> **Record set**:
begin

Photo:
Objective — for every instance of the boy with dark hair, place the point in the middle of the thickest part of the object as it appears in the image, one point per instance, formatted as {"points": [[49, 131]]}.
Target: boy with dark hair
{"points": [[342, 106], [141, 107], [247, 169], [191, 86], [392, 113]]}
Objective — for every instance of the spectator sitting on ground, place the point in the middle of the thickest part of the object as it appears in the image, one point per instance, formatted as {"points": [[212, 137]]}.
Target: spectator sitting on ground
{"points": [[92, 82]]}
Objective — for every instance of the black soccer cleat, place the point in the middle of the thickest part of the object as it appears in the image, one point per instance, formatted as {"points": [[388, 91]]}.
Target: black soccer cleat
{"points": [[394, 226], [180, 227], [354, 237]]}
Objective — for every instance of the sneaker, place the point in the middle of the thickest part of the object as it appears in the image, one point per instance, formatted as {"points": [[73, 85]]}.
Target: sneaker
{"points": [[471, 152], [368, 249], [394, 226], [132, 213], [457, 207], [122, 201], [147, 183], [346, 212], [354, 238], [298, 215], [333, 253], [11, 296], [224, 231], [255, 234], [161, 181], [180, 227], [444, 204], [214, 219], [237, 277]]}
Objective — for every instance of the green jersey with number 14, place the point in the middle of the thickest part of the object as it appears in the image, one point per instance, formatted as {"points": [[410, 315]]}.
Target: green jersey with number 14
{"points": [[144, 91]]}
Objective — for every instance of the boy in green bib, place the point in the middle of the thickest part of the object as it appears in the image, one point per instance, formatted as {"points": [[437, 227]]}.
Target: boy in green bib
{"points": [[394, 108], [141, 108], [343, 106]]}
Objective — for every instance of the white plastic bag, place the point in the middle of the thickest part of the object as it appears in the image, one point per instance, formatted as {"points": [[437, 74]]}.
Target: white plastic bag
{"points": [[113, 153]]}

end

> **Challenge**:
Each line of the listing should be echoed back exactly.

> **Exercise answer**:
Photo:
Objective — for every instance of the boy with dark hair, place the point in the middle of the thickest part of the object as it appears in the image, one point per instance, formatted as {"points": [[49, 131]]}.
Target: boy with dark hair
{"points": [[342, 106], [141, 107], [247, 169], [191, 86], [392, 113]]}
Objective — for every instance of the spectator sitting on ground, place the point in the middle of the thickest part of the object as it appears in the image, one point per instance, formatted as {"points": [[212, 137]]}.
Target: spectator sitting on ground
{"points": [[92, 82]]}
Objective — for every instance of the black soccer cleat, place the point in the middle of the thickest part of the object as it appears in the image, one point per instance, formatted as {"points": [[388, 91]]}.
Target: black soccer cleat
{"points": [[394, 226], [180, 227], [354, 237]]}
Objective — for every instance of the sneaker, place the point in the middle of the thickest part of the object as it appears in the image, one point per instance, formatted as {"points": [[73, 85]]}.
Target: sneaker
{"points": [[471, 152], [368, 249], [394, 226], [132, 213], [457, 207], [122, 201], [147, 183], [346, 212], [354, 238], [298, 215], [333, 253], [11, 296], [224, 231], [255, 234], [161, 181], [180, 227], [444, 204], [214, 219], [237, 277]]}
Objective — for every instance of the green jersey with number 14, place the point in the middle of the thickest part of the object as it appears in the image, one point per instance, formatted as {"points": [[410, 315]]}.
Target: green jersey with number 14
{"points": [[144, 91]]}
Objective — for every instance of the boy in green bib, place the point in the middle of the thickest part of the object as it appears in the image, one point per instance, formatted as {"points": [[437, 227]]}.
Target: boy in green bib
{"points": [[394, 108], [141, 108], [343, 106]]}
Objective — for every instance of the white plastic bag, place the point in the middle of the thickest part of the object as it appears in the image, one point per instance, formatted as {"points": [[437, 74]]}.
Target: white plastic bag
{"points": [[113, 153]]}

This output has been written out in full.